PROVIDED TEXT —

And leycec said, Let the @beartype bring forth type checking fastly: and it was so.

Caveats, Curses, and Empty Promises

Nothing is perfect. Even bear typing.

Caveat I: Default Values Unchecked

Bear typing does not type check unpassed parameters assigned default values. In theory, it could. But not in 275 lines or less and certainly not as a stackoverflow answer.

The safe (...probably totally unsafe) assumption is that function implementers claim they knew what they were doing when they defined default values. Since default values are typically constants (...they'd better be!), rechecking the types of constants that never change on each function call assigned one or more default values would contravene the fundamental tenet of bear typing: "Don't repeat yourself over and oooover and oooo-oooover again."

Show me wrong and I will shower you with upvotes.

Caveat II: No PEP 484

PEP 484 ("Type Hints") formalized the use of function annotations first introduced by PEP 3107 ("Function Annotations"). Python 3.5 superficially supports this formalization with a new top-level typing module, a standard API for composing arbitrarily complex types from simpler types (e.g., Callable[[Arg1Type, Arg2Type], ReturnType], a type describing a function accepting two arguments of type Arg1Type and Arg2Type and returning a value of type ReturnType).

Bear typing supports none of them. In theory, it could. But not in 275 lines or less and certainly not as a stackoverflow answer.

TASKS TO COMPLETE —
1. Render this sentence from the caveats excerpt in Spanish: "Bear typing does not type check unpassed parameters assigned default values."
2. Retype the part of the caveats excerpt between "Caveats, Curses, and" and "you with upvotes.", inclusive.
Rely on the caveats excerpt alone.

SUPPLIED RECORDS —

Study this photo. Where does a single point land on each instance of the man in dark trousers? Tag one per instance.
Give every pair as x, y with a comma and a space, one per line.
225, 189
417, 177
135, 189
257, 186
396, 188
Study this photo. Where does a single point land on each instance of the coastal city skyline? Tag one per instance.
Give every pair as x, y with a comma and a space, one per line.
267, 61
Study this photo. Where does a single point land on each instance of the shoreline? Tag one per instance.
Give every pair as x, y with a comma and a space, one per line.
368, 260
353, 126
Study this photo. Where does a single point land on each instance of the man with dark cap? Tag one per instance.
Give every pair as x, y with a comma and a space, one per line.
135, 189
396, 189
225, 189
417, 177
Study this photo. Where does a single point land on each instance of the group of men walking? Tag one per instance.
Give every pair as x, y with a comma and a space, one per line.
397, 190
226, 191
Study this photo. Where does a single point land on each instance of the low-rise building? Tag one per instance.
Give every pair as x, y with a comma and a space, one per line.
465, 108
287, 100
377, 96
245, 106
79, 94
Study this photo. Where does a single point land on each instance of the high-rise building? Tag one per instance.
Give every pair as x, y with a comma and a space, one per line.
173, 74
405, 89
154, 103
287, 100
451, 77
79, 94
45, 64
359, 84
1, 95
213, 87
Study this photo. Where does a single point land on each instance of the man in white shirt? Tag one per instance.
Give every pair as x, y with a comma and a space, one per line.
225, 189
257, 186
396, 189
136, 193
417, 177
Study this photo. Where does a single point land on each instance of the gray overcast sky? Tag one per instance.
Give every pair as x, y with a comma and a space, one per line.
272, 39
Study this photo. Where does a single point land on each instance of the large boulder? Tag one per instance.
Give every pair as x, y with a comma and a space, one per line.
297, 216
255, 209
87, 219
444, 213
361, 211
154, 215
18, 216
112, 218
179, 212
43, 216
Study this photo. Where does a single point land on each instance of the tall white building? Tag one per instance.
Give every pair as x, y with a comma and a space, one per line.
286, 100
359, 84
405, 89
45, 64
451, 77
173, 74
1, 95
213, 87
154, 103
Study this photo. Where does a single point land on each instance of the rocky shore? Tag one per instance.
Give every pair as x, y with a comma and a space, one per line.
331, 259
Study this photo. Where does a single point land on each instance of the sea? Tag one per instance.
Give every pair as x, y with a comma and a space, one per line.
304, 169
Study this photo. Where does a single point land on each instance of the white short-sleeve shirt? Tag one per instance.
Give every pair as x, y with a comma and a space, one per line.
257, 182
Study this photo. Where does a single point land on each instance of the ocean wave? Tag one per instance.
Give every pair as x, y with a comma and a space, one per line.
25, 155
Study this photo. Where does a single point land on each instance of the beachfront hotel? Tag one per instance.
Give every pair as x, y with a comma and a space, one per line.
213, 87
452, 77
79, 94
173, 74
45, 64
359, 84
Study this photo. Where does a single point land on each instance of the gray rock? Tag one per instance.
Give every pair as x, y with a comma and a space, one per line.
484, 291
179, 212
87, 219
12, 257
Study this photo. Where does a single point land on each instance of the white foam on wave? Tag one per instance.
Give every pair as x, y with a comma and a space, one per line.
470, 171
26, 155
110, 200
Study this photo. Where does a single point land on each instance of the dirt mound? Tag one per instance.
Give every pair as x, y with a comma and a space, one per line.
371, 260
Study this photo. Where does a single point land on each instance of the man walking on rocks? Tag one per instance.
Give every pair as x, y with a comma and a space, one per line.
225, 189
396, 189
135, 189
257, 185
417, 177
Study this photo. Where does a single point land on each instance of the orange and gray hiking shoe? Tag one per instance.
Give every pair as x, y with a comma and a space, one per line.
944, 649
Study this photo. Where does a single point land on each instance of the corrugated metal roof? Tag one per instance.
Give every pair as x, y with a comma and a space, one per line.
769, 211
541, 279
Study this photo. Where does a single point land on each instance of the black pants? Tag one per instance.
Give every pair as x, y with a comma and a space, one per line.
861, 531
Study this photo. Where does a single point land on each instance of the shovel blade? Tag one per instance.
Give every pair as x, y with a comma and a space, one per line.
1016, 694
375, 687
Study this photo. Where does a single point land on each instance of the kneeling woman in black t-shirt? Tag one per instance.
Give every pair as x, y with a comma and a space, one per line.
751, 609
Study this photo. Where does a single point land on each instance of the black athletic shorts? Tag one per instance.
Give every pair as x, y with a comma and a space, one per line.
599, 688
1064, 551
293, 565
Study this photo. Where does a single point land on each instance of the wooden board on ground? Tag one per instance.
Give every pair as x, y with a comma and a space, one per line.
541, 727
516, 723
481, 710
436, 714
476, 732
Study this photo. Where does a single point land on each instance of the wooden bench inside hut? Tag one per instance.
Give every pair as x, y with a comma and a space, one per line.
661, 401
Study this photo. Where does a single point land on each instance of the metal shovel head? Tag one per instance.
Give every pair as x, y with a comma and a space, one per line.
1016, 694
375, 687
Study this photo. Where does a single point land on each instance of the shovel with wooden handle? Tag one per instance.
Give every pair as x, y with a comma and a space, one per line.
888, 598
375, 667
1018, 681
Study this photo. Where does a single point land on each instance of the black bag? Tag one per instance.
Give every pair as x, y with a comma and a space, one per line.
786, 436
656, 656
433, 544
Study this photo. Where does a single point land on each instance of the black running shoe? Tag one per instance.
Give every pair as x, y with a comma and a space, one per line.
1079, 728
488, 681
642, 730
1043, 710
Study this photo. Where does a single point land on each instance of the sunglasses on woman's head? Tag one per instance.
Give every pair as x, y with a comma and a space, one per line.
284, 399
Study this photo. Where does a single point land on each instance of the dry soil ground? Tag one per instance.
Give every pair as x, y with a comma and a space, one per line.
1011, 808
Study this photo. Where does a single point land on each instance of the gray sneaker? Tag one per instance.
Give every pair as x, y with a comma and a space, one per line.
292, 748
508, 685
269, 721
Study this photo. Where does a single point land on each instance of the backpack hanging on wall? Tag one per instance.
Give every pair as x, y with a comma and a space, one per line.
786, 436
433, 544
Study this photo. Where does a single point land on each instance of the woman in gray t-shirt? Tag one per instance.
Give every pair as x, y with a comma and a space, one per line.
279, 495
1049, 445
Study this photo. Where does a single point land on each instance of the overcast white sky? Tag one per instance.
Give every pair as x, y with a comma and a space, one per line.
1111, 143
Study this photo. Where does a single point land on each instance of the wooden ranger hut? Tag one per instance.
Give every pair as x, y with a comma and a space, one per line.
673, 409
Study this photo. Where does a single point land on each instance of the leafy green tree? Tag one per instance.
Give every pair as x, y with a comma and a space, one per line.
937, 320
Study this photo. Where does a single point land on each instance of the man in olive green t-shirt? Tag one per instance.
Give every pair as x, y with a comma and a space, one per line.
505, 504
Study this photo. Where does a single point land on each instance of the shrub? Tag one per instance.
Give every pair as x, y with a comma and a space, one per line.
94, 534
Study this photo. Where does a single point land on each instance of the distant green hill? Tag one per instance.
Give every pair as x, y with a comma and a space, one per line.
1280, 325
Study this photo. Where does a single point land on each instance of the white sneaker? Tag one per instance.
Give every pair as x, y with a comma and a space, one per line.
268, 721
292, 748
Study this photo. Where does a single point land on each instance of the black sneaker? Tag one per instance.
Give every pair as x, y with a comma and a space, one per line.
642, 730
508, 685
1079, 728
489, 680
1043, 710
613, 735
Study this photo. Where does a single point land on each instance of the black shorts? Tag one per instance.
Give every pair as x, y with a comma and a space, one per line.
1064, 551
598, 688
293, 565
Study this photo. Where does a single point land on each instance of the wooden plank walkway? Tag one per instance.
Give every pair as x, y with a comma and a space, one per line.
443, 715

ANSWERS BY TASK —
1. El bear typing no comprueba los tipos de los parámetros no pasados a los que se asignan valores por defecto.

2.
Caveats, Curses, and Empty Promises

Nothing is perfect. Even bear typing.

Caveat I: Default Values Unchecked

Bear typing does not type check unpassed parameters assigned default values. In theory, it could. But not in 275 lines or less and certainly not as a stackoverflow answer.

The safe (...probably totally unsafe) assumption is that function implementers claim they knew what they were doing when they defined default values. Since default values are typically constants (...they'd better be!), rechecking the types of constants that never change on each function call assigned one or more default values would contravene the fundamental tenet of bear typing: "Don't repeat yourself over and oooover and oooo-oooover again."

Show me wrong and I will shower you with upvotes.